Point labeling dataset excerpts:
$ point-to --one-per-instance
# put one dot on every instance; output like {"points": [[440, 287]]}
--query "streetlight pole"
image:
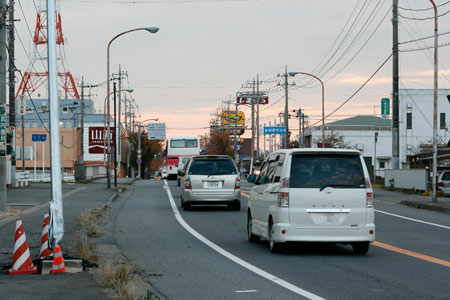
{"points": [[435, 102], [139, 144], [323, 102], [149, 29]]}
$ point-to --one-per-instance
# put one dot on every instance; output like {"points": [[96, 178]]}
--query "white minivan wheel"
{"points": [[251, 237], [274, 247]]}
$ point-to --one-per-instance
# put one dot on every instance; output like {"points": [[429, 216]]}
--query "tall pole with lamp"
{"points": [[108, 136], [323, 102], [435, 102]]}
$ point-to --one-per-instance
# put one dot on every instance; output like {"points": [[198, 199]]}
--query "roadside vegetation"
{"points": [[113, 273]]}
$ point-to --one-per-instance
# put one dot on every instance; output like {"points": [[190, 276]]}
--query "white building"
{"points": [[416, 122], [415, 129], [359, 133]]}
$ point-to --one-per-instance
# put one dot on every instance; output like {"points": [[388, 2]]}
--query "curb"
{"points": [[425, 205]]}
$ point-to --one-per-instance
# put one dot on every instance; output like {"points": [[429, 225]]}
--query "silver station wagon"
{"points": [[210, 180]]}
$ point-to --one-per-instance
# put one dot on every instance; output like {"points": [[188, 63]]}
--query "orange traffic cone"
{"points": [[58, 261], [45, 251], [22, 263]]}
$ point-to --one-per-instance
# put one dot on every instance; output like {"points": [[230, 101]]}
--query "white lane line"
{"points": [[411, 219], [246, 291], [236, 259]]}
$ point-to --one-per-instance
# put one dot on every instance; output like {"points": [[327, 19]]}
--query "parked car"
{"points": [[312, 195], [444, 183], [182, 161], [164, 174], [210, 180]]}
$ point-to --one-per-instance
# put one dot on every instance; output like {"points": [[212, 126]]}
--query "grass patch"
{"points": [[90, 220], [9, 213], [119, 276], [86, 249]]}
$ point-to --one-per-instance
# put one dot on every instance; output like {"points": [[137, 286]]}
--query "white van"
{"points": [[312, 195]]}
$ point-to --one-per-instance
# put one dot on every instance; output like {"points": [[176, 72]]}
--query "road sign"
{"points": [[2, 130], [38, 137], [22, 105], [274, 130], [157, 131], [385, 107]]}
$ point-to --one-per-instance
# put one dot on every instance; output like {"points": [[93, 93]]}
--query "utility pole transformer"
{"points": [[12, 87], [3, 100], [395, 89]]}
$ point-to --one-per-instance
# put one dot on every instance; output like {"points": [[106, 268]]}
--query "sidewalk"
{"points": [[416, 201], [33, 203]]}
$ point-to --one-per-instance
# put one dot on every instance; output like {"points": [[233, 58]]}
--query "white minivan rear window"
{"points": [[322, 170]]}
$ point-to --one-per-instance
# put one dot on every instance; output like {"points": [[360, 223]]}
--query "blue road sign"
{"points": [[275, 130], [39, 137]]}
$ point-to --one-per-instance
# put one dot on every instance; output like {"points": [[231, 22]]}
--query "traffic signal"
{"points": [[9, 148]]}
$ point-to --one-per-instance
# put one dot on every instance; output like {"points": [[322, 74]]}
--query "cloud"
{"points": [[361, 80]]}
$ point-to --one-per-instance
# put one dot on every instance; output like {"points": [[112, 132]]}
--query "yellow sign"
{"points": [[231, 119]]}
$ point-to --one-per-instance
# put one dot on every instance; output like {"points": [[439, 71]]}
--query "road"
{"points": [[204, 253]]}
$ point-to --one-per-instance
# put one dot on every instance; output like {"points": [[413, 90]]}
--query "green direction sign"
{"points": [[2, 130], [385, 106]]}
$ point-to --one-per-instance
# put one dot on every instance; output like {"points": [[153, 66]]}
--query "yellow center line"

To do
Pictures stay out; reproduce every line of the records exactly.

Exercise output
$ point-to --one-per-instance
# put one dot on every instance; output like {"points": [[440, 287]]}
--query "streetlight pole"
image:
{"points": [[435, 102], [139, 144], [323, 102], [149, 29]]}
$ point-to --one-per-instance
# put one dot on every instance; output like {"points": [[96, 178]]}
--query "white minivan wheel"
{"points": [[251, 237], [274, 247]]}
$ point-to --one-per-instance
# put one dot on every instance; output like {"points": [[429, 216]]}
--query "tall pole with lamp"
{"points": [[108, 136], [323, 102], [435, 102]]}
$ point-to --one-per-instance
# put one dot on every instance; output like {"points": [[198, 199]]}
--query "roadside vegetation"
{"points": [[113, 273]]}
$ point-to --one-per-instance
# put one dot on every instance; output like {"points": [[190, 276]]}
--query "white building"
{"points": [[416, 122], [415, 129], [359, 133]]}
$ point-to --one-per-instance
# put one dot on every instance; output like {"points": [[388, 2]]}
--query "curb"
{"points": [[425, 205]]}
$ point-to --one-per-instance
# put one dot on every instance; output like {"points": [[429, 225]]}
--query "silver station wagon"
{"points": [[210, 180]]}
$ point-to --one-per-instance
# put one dot on every instance; output like {"points": [[188, 63]]}
--query "orange traffic cone"
{"points": [[58, 261], [45, 251], [22, 263]]}
$ point-to --one-per-instance
# put one dot on every instance; output like {"points": [[230, 101]]}
--query "white lane line"
{"points": [[411, 219], [246, 291], [236, 259]]}
$ point-to --one-per-instance
# put one dot on every instance; output like {"points": [[327, 19]]}
--query "parked car"
{"points": [[312, 195], [444, 183], [182, 161], [164, 174], [210, 180]]}
$ point-to --one-per-instance
# put one dot on every instance; output like {"points": [[212, 126]]}
--query "grass patch"
{"points": [[90, 220], [9, 213], [119, 276], [86, 249]]}
$ point-to --one-per-instance
# put one dot on every instance; output like {"points": [[137, 286]]}
--query "white van"
{"points": [[312, 195]]}
$ point-to --one-per-instance
# put one dot on every instance; output like {"points": [[176, 72]]}
--query "road sign"
{"points": [[2, 130], [38, 137], [22, 105], [274, 130], [157, 131], [385, 107]]}
$ point-to --one-per-instance
# put one dot on every instance; output like {"points": [[93, 93]]}
--query "utility pole transformer"
{"points": [[12, 87], [3, 100], [395, 89]]}
$ point-to --one-per-instance
# put one dot on every instance; output like {"points": [[106, 268]]}
--query "sidewalk"
{"points": [[416, 201], [33, 203]]}
$ point-to --one-per-instance
# put one dot on every instance; output like {"points": [[233, 58]]}
--query "white minivan rear window"
{"points": [[322, 170]]}
$ point-to --one-per-instance
# put one dot on every instance; output like {"points": [[360, 223]]}
--query "blue road sign"
{"points": [[275, 130], [39, 137]]}
$ point-to --one-per-instance
# put one dot on every instance; output like {"points": [[231, 22]]}
--query "traffic signal"
{"points": [[9, 148]]}
$ point-to --one-per-instance
# put one dot on every instance; output like {"points": [[322, 74]]}
--query "cloud"
{"points": [[361, 80]]}
$ point-to --one-per-instance
# put one dot on every instance; output like {"points": [[112, 132]]}
--query "yellow sign"
{"points": [[231, 119]]}
$ point-to --one-per-instance
# put one dot on every instance; output like {"points": [[439, 71]]}
--query "road"
{"points": [[204, 253]]}
$ point-to --one-per-instance
# put one dot on every instance; output like {"points": [[413, 90]]}
--query "green direction sign"
{"points": [[2, 130], [385, 106]]}
$ point-to --one-per-instance
# put one dot on every instance; output like {"points": [[153, 66]]}
--query "yellow center line"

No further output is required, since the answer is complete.